» **EXERCISE DETAILS**
Report every line in the material below that contains the word "detector", copying each such line in full.

"""

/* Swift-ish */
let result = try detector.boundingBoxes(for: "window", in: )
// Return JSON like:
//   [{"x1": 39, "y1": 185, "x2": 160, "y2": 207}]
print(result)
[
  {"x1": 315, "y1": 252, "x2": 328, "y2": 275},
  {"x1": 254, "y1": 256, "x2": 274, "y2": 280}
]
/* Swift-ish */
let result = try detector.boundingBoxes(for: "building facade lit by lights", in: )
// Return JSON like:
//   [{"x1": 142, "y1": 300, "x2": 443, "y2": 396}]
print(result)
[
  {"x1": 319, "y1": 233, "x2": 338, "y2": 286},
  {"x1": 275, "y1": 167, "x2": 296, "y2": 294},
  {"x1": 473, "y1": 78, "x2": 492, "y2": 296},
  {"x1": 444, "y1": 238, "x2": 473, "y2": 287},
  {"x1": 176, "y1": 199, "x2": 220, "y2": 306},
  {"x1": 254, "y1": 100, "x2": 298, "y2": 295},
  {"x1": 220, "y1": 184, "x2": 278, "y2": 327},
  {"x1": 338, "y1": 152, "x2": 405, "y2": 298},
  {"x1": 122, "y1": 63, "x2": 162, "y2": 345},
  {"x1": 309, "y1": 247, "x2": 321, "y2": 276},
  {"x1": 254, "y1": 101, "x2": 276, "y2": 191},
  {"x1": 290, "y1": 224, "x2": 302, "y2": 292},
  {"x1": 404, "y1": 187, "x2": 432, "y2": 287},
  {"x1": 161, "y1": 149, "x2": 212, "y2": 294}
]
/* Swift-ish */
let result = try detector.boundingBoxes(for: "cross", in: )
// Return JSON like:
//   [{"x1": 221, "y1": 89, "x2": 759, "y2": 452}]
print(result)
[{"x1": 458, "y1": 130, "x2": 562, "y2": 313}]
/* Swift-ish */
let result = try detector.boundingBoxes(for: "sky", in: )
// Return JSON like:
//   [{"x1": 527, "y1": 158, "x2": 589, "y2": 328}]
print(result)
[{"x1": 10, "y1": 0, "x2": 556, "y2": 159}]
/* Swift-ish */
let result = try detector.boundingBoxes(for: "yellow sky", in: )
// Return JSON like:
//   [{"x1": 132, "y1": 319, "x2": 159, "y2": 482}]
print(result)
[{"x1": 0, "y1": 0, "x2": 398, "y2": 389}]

"""

» **RESULT OF THE EXERCISE**
let result = try detector.boundingBoxes(for: "window", in: )
let result = try detector.boundingBoxes(for: "building facade lit by lights", in: )
let result = try detector.boundingBoxes(for: "cross", in: )
let result = try detector.boundingBoxes(for: "sky", in: )
let result = try detector.boundingBoxes(for: "yellow sky", in: )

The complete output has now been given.